Aufgaben
- 1) Beantworte zum Text über die Netzfrequenz diese Fragen:
(a) In welchen Normen ist die EU-Verordnung „Requirements for Generators“ in Deutschland umgesetzt?
(b) Welche Themenbereiche betreffen die Fragen laut Text?
(c) Womit lässt sich die Frequenz laut Text vergleichen?
- 2) Gib bitte aus dem Text über die Netzfrequenz den Abschnitt wortgetreu aus, beginnend mit „Eigentlich gibt es“ und weiter bis „auch Recht) betreffen.“.

Vorliegender Text
==*==

Eigentlich gibt es doch die EU-Verordnung „Requirements for Generators“, die in DE in der VDE4105/4110/4120 umgesetzt ist und eigentlich genau diesem Problem begegnen sollte. Wäre mal spannend zu erfahren, ob die von dir beschriebene Problematik an nicht ausreichenden Vorgaben oder der mangelnden Umsetzung dieser Vorgaben liegt.

Hallo ansc,

Du hast dir da ein Hoch komplexes Thema angeschaut, das man aus verschiedenen Richtungen betrachten muss. Ich habe meine Bachelorarbeit dazu geschrieben mit welchen Preismodellen für Augleichsenergie man die Marktteilnehmer (jeder der Strom einspeist und annimmt) motivieren kann, das Stromnetz stabil zu halten. Um es ganz lapidar auszudrücken. Ich werde mich im folgenden versuchen mit einfachen Bildern zu behelfen, da deine Fragen wirklich sehr komplexe Themen in Physik Technik und Wirtschaft (und auch Recht) betreffen.

Zu Frage 1:

Die Frequenzschwankungen im europäischen Stromnetz werden durch jedes zu und Abschalten von Verbrauchern (zb Toaster oder Kühlschrank) sowie Erzeugern (Solaranlage auf dem Dach) verursacht. Zusätzlich werden diese rein physikalischen Ströme natürlich auch durch die marktbedingten Ströme der Börse beeinflusst, die in Termingeschäften oder Kurzzeitgeschäften Energieblöcke von mehreren Stunden bis zu Viertelstunden Blöcken handelt. Die Frequenz kann man sich sehr schön als Waage vorstellen, wo auf der einen Seite Abnahme und auf der anderen Seite Einspeisung auf einer Ebene sein sollte, wenn sie in die eine oder andere Richtung ausschlägt sinkt oder steigt die Frequenz.

==*==

Vorliegende Auflistung

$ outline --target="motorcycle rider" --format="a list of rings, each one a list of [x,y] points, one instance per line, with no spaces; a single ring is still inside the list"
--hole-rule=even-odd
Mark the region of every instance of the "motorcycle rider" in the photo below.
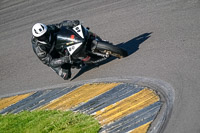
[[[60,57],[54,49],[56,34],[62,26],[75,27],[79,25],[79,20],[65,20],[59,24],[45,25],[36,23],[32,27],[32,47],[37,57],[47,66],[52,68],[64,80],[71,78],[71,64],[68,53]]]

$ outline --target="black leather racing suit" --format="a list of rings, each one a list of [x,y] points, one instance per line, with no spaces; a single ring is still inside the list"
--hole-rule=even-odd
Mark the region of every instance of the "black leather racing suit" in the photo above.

==*==

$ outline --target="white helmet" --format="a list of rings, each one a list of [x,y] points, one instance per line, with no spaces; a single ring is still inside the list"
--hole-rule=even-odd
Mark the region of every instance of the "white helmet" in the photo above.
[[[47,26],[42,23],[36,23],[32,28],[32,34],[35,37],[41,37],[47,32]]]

==*==

Lösungen
- 1)
(a) In der VDE4105/4110/4120.
(b) Physik, Technik, Wirtschaft und Recht.
(c) Mit einer Waage.

- 2)
Eigentlich gibt es doch die EU-Verordnung „Requirements for Generators“, die in DE in der VDE4105/4110/4120 umgesetzt ist und eigentlich genau diesem Problem begegnen sollte. Wäre mal spannend zu erfahren, ob die von dir beschriebene Problematik an nicht ausreichenden Vorgaben oder der mangelnden Umsetzung dieser Vorgaben liegt.

Hallo ansc,

Du hast dir da ein Hoch komplexes Thema angeschaut, das man aus verschiedenen Richtungen betrachten muss. Ich habe meine Bachelorarbeit dazu geschrieben mit welchen Preismodellen für Augleichsenergie man die Marktteilnehmer (jeder der Strom einspeist und annimmt) motivieren kann, das Stromnetz stabil zu halten. Um es ganz lapidar auszudrücken. Ich werde mich im folgenden versuchen mit einfachen Bildern zu behelfen, da deine Fragen wirklich sehr komplexe Themen in Physik Technik und Wirtschaft (und auch Recht) betreffen.